Using the information =
(a) Translate this sentence from the passage on ancient Aetna into Spanish: "In consequence of this they continued to regard Hieron as their oekist or founder."
(b) Pick up the passage on ancient Aetna after its last sentence and continue it.
** Provided passage follows **
Aetna (Ancient Greek: Αἴτνη, Aítnē), was an ancient city of Magna Graecia in Sicily, situated at the foot of the mountain of the same name, on its southern declivity. It was originally a Sicelian city, and was called Inessa or Inessum.

==History==
After the death of Hieron I and the expulsion of the colonists whom he had established at Catana (modern Catania), the latter withdrew to Inessa, a place of great natural strength, which they occupied, and transferred to it the name of Aetna, previously given by Hieron to his new colony at Catana. In consequence of this they continued to regard Hieron as their oekist or founder. The new name, however, appears not to have been universally adopted, and we find Thucydides at a later period still employing the old appellation of Inessa. It seems to have fallen into the power of the Syracusans, and was occupied by them with a strong garrison; and in 426 BC, during the Sicilian Expedition, we find the Athenians under Laches in vain attempting to wrest it from their hands. During the great Athenian expedition, Inessa, as well as the neighbouring city of Hybla, continued steadfast in the alliance of Syracuse, on which account their lands were ravaged by the Athenians.
** End of Provided passage **
** Listed records follows **
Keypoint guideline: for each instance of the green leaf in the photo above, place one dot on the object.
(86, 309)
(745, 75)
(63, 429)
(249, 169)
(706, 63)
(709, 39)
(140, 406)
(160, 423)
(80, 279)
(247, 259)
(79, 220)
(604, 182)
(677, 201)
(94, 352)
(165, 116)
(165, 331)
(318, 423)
** End of Listed records **
Answers for the tasks =
(a) En consecuencia, siguieron considerando a Hierón como su ecista o fundador.

(b)
At a subsequent period the strength of its position as a fortress, rendered it a place of importance in the civil dissensions of Sicily, and it became the refuge of the Syracusan knights who had opposed the elevation of Dionysius the Elder. But in 403 BC, that despot made himself master of Aetna, where he soon after established a body of Campanian mercenaries, who had previously been settled at Catana. These continued faithful to Dionysius, notwithstanding the general defection of his allies, during the Carthaginian invasion in 396 BC, and retained possession of the city until 339 BC, when it was taken by Timoleon, and its Campanian occupants put to the sword. We find no mention of it from this time until the days of Cicero, who repeatedly speaks of it as a municipal town of considerable importance; its territory being one of the most fertile in corn of all Sicily. Its citizens suffered severely from the exactions of Verres and his agents. The Aetnenses are also mentioned by Pliny among the populi stipendiarii of Sicily; and the name of the city is found both in Ptolemy and the Itineraries, but its subsequent history and the period of its destruction are unknown.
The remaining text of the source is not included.